## start

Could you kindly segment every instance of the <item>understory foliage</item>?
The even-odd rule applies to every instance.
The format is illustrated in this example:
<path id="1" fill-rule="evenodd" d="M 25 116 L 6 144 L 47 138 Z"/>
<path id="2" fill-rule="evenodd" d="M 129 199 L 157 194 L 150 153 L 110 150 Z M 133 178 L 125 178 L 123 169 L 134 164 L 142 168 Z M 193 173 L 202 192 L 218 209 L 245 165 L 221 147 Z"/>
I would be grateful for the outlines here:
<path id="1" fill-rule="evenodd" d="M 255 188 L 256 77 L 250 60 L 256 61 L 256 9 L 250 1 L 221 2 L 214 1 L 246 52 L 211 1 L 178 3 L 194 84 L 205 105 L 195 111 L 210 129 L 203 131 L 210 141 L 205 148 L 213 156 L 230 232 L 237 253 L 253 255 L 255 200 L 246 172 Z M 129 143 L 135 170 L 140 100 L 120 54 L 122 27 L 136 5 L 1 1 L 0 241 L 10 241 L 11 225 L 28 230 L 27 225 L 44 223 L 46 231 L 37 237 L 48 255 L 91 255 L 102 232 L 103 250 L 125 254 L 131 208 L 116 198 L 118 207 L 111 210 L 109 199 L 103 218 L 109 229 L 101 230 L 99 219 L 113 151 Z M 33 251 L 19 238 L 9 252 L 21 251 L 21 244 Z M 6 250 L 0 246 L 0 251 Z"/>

## end

**Direction:** Copy the data above, putting "forest undergrowth" in place of "understory foliage" and leaving everything else unchanged.

**Finished answer:**
Could you kindly segment every instance of the <item>forest undergrowth</item>?
The even-odd rule applies to every instance.
The format is illustrated in this example:
<path id="1" fill-rule="evenodd" d="M 25 116 L 6 144 L 47 138 Z"/>
<path id="2" fill-rule="evenodd" d="M 129 199 L 157 194 L 150 153 L 110 150 Z M 133 178 L 125 178 L 123 169 L 134 164 L 142 168 Z M 193 173 L 202 192 L 218 209 L 245 165 L 221 147 Z"/>
I would be grateful for the outlines here:
<path id="1" fill-rule="evenodd" d="M 255 188 L 256 77 L 250 60 L 256 61 L 256 9 L 250 1 L 221 2 L 214 1 L 246 52 L 211 1 L 178 3 L 194 84 L 205 105 L 195 111 L 210 129 L 203 131 L 210 141 L 205 148 L 213 156 L 230 232 L 237 253 L 253 255 L 255 200 L 246 172 Z M 129 143 L 135 170 L 140 100 L 120 54 L 122 27 L 136 5 L 1 1 L 0 241 L 10 241 L 11 225 L 28 230 L 27 225 L 44 223 L 46 231 L 37 237 L 48 255 L 91 255 L 102 232 L 103 250 L 125 254 L 131 208 L 116 198 L 118 207 L 111 210 L 109 199 L 103 218 L 109 229 L 101 230 L 99 219 L 113 151 Z M 33 251 L 19 238 L 9 252 L 21 251 L 21 244 Z M 6 250 L 0 246 L 0 251 Z"/>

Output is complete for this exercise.